Action item.
Please repeat the listing below exactly, but do not include its pictures.

------------------------------

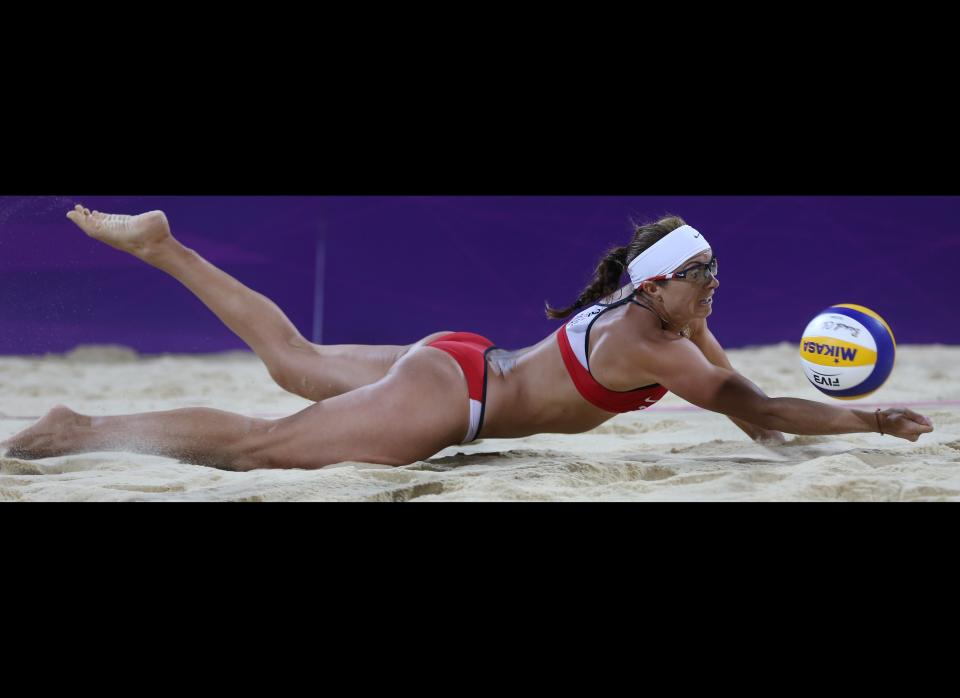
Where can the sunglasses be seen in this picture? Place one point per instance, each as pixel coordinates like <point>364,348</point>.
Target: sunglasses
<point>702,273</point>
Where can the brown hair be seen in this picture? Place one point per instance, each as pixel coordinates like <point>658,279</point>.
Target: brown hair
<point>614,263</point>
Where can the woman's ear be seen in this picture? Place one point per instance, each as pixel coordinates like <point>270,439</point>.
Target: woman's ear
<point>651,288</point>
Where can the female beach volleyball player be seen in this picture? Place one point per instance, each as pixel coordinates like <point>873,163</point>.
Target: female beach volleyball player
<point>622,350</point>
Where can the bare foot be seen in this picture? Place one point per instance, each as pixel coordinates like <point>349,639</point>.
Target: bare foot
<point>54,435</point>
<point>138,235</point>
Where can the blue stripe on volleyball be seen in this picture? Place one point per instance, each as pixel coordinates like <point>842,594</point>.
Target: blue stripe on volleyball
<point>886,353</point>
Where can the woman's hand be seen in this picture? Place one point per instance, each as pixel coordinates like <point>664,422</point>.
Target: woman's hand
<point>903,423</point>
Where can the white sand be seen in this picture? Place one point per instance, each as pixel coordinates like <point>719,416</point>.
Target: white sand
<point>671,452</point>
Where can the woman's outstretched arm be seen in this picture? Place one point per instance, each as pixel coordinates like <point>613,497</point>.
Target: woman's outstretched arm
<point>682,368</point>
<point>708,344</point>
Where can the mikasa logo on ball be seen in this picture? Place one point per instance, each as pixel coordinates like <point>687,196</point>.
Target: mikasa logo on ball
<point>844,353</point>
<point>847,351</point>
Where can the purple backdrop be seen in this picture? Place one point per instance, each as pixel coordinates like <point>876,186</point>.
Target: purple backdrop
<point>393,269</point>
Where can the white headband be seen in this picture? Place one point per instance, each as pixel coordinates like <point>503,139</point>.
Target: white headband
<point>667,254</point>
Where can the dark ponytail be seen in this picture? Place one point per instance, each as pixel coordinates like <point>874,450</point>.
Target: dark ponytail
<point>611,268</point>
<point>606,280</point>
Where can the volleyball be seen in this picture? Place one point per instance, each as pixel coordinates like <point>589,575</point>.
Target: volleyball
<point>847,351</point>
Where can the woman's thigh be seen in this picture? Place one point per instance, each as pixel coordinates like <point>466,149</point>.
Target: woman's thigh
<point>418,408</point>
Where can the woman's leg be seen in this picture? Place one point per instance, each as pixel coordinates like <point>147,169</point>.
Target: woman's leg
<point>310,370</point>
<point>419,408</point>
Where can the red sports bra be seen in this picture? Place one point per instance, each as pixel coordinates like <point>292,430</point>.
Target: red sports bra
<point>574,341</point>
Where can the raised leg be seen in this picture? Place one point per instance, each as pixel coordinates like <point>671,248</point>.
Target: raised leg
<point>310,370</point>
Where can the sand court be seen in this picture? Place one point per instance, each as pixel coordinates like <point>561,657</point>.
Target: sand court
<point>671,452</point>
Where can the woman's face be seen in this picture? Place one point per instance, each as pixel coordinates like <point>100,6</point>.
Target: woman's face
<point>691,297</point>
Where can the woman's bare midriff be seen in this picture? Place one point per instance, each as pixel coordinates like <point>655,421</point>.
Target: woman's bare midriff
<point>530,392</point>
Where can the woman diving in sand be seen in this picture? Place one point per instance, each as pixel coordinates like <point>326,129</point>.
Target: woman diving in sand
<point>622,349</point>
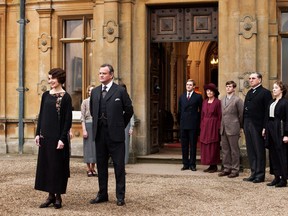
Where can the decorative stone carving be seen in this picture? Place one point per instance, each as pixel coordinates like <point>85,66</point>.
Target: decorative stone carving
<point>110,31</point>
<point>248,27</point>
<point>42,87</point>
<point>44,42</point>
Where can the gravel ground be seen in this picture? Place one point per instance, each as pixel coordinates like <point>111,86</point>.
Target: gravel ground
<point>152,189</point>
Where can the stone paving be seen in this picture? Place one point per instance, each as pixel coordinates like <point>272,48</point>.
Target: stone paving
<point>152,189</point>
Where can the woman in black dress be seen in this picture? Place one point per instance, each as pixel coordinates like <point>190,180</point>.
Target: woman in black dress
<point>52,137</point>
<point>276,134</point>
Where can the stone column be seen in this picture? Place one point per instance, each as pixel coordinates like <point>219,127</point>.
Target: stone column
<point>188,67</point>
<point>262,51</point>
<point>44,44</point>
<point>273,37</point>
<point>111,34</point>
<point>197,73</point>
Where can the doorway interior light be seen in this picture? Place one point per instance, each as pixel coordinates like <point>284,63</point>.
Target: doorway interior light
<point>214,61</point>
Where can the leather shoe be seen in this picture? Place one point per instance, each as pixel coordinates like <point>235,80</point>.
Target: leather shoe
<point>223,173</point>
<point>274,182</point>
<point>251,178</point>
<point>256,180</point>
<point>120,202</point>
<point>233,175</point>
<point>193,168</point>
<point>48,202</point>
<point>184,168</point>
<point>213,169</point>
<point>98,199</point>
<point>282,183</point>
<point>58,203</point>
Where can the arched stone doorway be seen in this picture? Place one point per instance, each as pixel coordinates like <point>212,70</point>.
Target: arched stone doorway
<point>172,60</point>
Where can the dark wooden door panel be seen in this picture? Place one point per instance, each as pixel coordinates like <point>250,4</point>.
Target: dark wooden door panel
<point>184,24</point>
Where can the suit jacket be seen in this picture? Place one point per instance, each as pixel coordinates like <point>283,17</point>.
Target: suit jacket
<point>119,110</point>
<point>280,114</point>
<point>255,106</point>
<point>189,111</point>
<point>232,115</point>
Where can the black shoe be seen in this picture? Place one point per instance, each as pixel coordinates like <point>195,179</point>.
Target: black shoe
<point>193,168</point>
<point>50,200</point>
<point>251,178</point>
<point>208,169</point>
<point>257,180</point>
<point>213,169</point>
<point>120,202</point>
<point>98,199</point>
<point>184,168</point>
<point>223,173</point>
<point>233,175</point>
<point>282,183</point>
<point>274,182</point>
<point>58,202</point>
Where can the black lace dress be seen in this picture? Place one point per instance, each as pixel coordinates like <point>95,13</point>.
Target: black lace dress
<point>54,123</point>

------------------------------

Task answer.
Where can the sunglasses be seen in this picture? Place one point per instance, each as pixel coordinates like <point>364,348</point>.
Target: sunglasses
<point>702,273</point>
Where can the brown hair be seen in this picture? Place one point per instance, each as pixel coordinates like <point>658,279</point>.
Target: brown hair
<point>614,263</point>
Where can the woman's ear be seen in this picture? Place one point per instance, each as pixel coordinates like <point>270,439</point>.
Target: woman's ear
<point>651,288</point>
Where can the female beach volleyball player be seen in this picture? Place one point per instance, each as pixel coordinates like <point>873,163</point>.
Target: female beach volleyball player
<point>622,350</point>
Where can the bare foot be seen in this picture? Place one point per instance, each as pixel coordinates like <point>349,639</point>.
Target: bare foot
<point>54,435</point>
<point>138,235</point>
Where can the blue stripe on volleyball be seen in this picture? Place one point per instance, each as pixel coordinates like <point>842,594</point>.
Target: blue stripe on volleyball
<point>886,353</point>
Where can the woman's hand be seen in this picture? Place one point per instance, each as pixel coordinates like <point>664,422</point>.
Target: woman's hand
<point>903,423</point>
Where can the white sand be seen in this picture? Place one point per instance, each as pixel coordinates like <point>719,416</point>.
Target: white sand
<point>671,452</point>
Where can the woman's outstretched arm be seen in this picture? Place one point per instance, each as pixel coordinates like <point>613,497</point>.
Target: woman's outstretched arm
<point>682,368</point>
<point>708,344</point>
Where can the mikasa logo on ball be seen in this picture? Place one point per instance, each as pixel coordinates like <point>687,196</point>.
Target: mikasa logo on ball
<point>844,353</point>
<point>847,351</point>
Where can the purple backdrop be seen in this picture? Place one point per instance, each as pixel coordinates like <point>876,186</point>.
Target: purple backdrop
<point>393,269</point>
Where can the white headband be seen in this picture? Place one point per instance, each as pixel coordinates like <point>503,139</point>.
Target: white headband
<point>667,254</point>
Where can the dark ponytail be seen in this picture? Place one point per instance, each as pixel coordinates like <point>874,450</point>.
Target: dark ponytail
<point>611,268</point>
<point>606,280</point>
Where can the volleyball be seen in this picture? Place one point per instance, each as pixel coordinates like <point>589,575</point>.
Target: volleyball
<point>847,351</point>
Where can the woman's thigh be seen in this picture? Place one point per instance, each as pixel coordinates like <point>466,149</point>.
Target: woman's thigh
<point>418,408</point>
Where can the woman's leg be seen in this picture? Place one point per instance, each as pixel coordinates like <point>147,169</point>.
Target: woman's leg
<point>310,370</point>
<point>419,408</point>
Where can the red sports bra be seen in this picture? Place one point per instance, each as pixel coordinates like <point>292,430</point>.
Target: red sports bra
<point>574,341</point>
Where can the raised leg be seen in this picture? Place one point per instance, each as pixel coordinates like <point>671,248</point>.
Target: raised leg
<point>310,370</point>
Where can the sand court be seen in this picture? Place one point per instance, each as pixel coordinates like <point>561,657</point>.
Target: sand court
<point>671,452</point>
Where can the woman's face be seen in this picture? Place one point per instance, each as pixel coordinates like <point>100,6</point>.
Target: woman's face
<point>691,297</point>
Where can the woman's bare midriff be seen in this picture? Place one point per instance, each as pixel coordinates like <point>655,421</point>.
Target: woman's bare midriff
<point>530,392</point>
Where can the woman diving in sand be seen in this picture? Place one point per instance, each as pixel coordinates like <point>326,129</point>.
Target: woman diving in sand
<point>622,349</point>
Where can the decorative stone carving be seen in this picture? Place one point per instance, each as pixel coordinates like <point>85,66</point>.
Target: decorative stone carving
<point>110,31</point>
<point>248,27</point>
<point>42,87</point>
<point>44,42</point>
Where can the gravel ground be seen in this picture? Place one point per instance, each as pixel coordinates like <point>111,86</point>.
Target: gravel ground
<point>152,189</point>
Where can the stone paving be seen in this picture? Place one point per instance, each as pixel coordinates like <point>272,48</point>.
Target: stone paving
<point>152,189</point>
Where can the woman in black dress be seen in this picture? Place one point per instance, each as pixel coordinates like <point>190,180</point>.
Target: woman in black dress
<point>52,137</point>
<point>276,134</point>
Where can the stone column be seen in this picture? Place one point per instance, each as pixel coordinates like <point>219,127</point>.
Target: stone column
<point>188,67</point>
<point>262,51</point>
<point>44,44</point>
<point>273,37</point>
<point>111,34</point>
<point>197,73</point>
Where can the doorway interior light be seen in this picture? Place one point per instance, each as pixel coordinates like <point>284,63</point>.
Target: doorway interior light
<point>214,61</point>
Where can the leather shoe be seen in this picture? Place one point per instance, each as pixel coordinates like <point>235,80</point>.
Target: leather shoe
<point>223,173</point>
<point>274,182</point>
<point>251,178</point>
<point>256,180</point>
<point>120,202</point>
<point>233,175</point>
<point>193,168</point>
<point>48,202</point>
<point>184,168</point>
<point>213,169</point>
<point>98,199</point>
<point>282,183</point>
<point>58,203</point>
Where can the arched stone doorway be seen in this picture? Place one point per instance, each as pixel coordinates like <point>212,70</point>.
Target: arched stone doorway
<point>172,60</point>
Where can the dark wooden door panel be seen in this picture? Place one point per instance, each as pixel coordinates like <point>250,4</point>.
Target: dark wooden door panel
<point>184,24</point>
Where can the suit jacket be seen in this picture? Place one point per instance, each as pixel coordinates like <point>283,17</point>.
Target: suit jacket
<point>119,110</point>
<point>280,114</point>
<point>255,106</point>
<point>189,111</point>
<point>232,115</point>
Where can the black shoe be seen in this picture? Place one point per instance, each as pixel coordinates like <point>195,179</point>.
Target: black shoe
<point>193,168</point>
<point>50,200</point>
<point>251,178</point>
<point>208,169</point>
<point>257,180</point>
<point>213,169</point>
<point>120,202</point>
<point>98,199</point>
<point>184,168</point>
<point>223,173</point>
<point>233,175</point>
<point>282,183</point>
<point>274,182</point>
<point>58,202</point>
Where can the black lace dress be seen in this picture? Place one point per instance, each as pixel coordinates like <point>95,13</point>.
Target: black lace dress
<point>54,123</point>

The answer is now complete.